NORMAN FINKELSTEIN: Well, before I do, I’m going to just briefly comment on the ceasefire. The ceasefire, first of all, says nothing about the rampages by Israel against Hamas in the West Bank. And it was those rampages which caused the current conflict to escalate. It gives Israel a green light to continue arresting Hamas members, blowing up homes in the West Bank, ransacking homes and killing Palestinians, which was the prelude to the current fighting.
Secondly, if you look at the ceasefire, it’s exactly what was agreed on in June—excuse me, June 2008 and the same ceasefire that was agreed to in November 2012. Namely, in both cases, it was said that there would be a relaxing of the illegal blockade of Gaza. In both cases, after the ceasefire was signed, the blockade was maintained, and in fact the blockade was escalated. So now, in the current version of the ceasefire, it said the blockade will be lifted after there has been calm restored and the security situation has been established. But if Israel says Hamas is a terrorist organization, then the security situation can never be calm in the Gaza, and therefore there will be never a lifting of the blockade of Gaza. So we’re right back to where we were in June 2008, November 2012. Of course Hamas is going to reject that kind of agreement. It means it legalizes, it legitimizes the brutal, merciless, heartless, illegal blockade of Gaza.
As to how we got to where we are, the general context is perfectly obvious for anyone who wants to see it. A unity government was formed between the PA and Hamas. Netanyahu was enraged at this unity government. It called on the U.S., it called on the EU, to break relations with the Palestinian Authority. Surprisingly, the United States said, "No, we’re going to give this unity government time. We’ll see whether it works or not." Then the EU came in and said it will also give the unity government time. "Let’s see. Let’s see what happens."
At this point, Netanyahu virtually went berserk, and he was determined to break up the unity government. When there was the abduction of the three Israeli teenagers, he found his pretext. There isn’t a scratch of evidence, not a jot of evidence, that Hamas had anything to do with the kidnappings and the killings. Nobody even knows what the motive was, to this point. Even if you look at the July 3rd report of Human Rights Watch, they said nobody knows who was behind the abductions. Even the U.S. State Department, on July 7th, there was a news conference, and the U.S. State Department said, "We don’t have hard evidence about who was responsible." But that had nothing to do with it. It was just a pretext. The pretext was to go into the West Bank, attack Hamas, arrest 700 members of Hamas, blow up two homes, carry on these rampages, these ransackings, and to try to evoke a reaction from Hamas.

* **Data extract**:

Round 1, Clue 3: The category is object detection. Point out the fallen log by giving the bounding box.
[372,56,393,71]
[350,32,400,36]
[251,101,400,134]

* **Problem**: Please repeat the part of the ceasefire remarks that opens with the words containing "NORMAN FINKELSTEIN: Well, before I" and closes with "the current fighting.". The listing is separate material, apart from the ceasefire remarks.

* **Complete answer**:
NORMAN FINKELSTEIN: Well, before I do, I’m going to just briefly comment on the ceasefire. The ceasefire, first of all, says nothing about the rampages by Israel against Hamas in the West Bank. And it was those rampages which caused the current conflict to escalate. It gives Israel a green light to continue arresting Hamas members, blowing up homes in the West Bank, ransacking homes and killing Palestinians, which was the prelude to the current fighting.